Por um bom tempo, a Gazeta do Povo – curvada pelo peso de ter sido fundada em 1919, quando as mulheres usavam camisolas para tomar banho – seguiu as convenções da Genebra do jornalismo. “Não e não”. Mudanças na diagramação ocorriam, mas eram visíveis apenas com o uso de lupas. Até a década de 1930 – a exemplo da maioria dos seus concorrentes – parecia um livro impresso às pressas, feio, mas obediente às regras do chamado publicismo: um jornal existia para defender causas, alguns tons acima, de preferência. A causa da Gazeta era o paranismo, de modo que todo o resto não passava de perfumaria – inclusive a diagramação, já praticada com requintes em magazines comoa Illustração Paranaense (1927). Quem quisesse desenhos de moda, fotografias de banhos de mar em Caiobá e frivolidades, que folheassem revistas para moças.

Problema breve: Imprima, sem alterações, o trecho do texto sobre a Gazeta do Povo que começa em "Por um bom tempo, a" e termina em "revistas para moças.".

Informações extraídas:
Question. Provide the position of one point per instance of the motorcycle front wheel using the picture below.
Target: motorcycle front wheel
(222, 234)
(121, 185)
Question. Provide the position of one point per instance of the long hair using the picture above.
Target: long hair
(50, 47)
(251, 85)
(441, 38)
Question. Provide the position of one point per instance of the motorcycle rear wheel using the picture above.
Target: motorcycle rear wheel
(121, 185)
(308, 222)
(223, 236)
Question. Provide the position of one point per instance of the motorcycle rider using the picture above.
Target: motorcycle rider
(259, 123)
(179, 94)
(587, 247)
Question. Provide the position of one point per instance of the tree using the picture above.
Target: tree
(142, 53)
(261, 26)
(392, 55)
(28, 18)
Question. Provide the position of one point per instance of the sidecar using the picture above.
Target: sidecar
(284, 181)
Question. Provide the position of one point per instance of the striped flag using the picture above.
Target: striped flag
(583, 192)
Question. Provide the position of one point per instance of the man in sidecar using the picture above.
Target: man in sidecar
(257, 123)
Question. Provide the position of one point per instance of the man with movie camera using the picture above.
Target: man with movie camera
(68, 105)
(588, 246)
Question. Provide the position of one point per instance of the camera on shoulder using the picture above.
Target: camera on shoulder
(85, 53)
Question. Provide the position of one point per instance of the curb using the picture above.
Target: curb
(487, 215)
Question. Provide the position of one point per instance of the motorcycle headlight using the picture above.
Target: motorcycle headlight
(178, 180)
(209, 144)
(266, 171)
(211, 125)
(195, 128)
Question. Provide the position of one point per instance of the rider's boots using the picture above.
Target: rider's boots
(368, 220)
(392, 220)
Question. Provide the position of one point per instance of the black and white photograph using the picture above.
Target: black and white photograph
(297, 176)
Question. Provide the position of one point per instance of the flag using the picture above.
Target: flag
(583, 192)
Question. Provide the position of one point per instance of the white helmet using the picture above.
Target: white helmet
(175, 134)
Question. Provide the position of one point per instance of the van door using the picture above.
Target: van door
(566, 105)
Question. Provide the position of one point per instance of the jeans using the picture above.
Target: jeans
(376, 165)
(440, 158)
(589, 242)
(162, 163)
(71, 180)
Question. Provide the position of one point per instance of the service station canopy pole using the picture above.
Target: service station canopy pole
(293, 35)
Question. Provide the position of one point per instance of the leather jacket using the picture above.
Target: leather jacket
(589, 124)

Resposta esperada:
Por um bom tempo, a Gazeta do Povo – curvada pelo peso de ter sido fundada em 1919, quando as mulheres usavam camisolas para tomar banho – seguiu as convenções da Genebra do jornalismo. “Não e não”. Mudanças na diagramação ocorriam, mas eram visíveis apenas com o uso de lupas. Até a década de 1930 – a exemplo da maioria dos seus concorrentes – parecia um livro impresso às pressas, feio, mas obediente às regras do chamado publicismo: um jornal existia para defender causas, alguns tons acima, de preferência. A causa da Gazeta era o paranismo, de modo que todo o resto não passava de perfumaria – inclusive a diagramação, já praticada com requintes em magazines comoa Illustração Paranaense (1927). Quem quisesse desenhos de moda, fotografias de banhos de mar em Caiobá e frivolidades, que folheassem revistas para moças.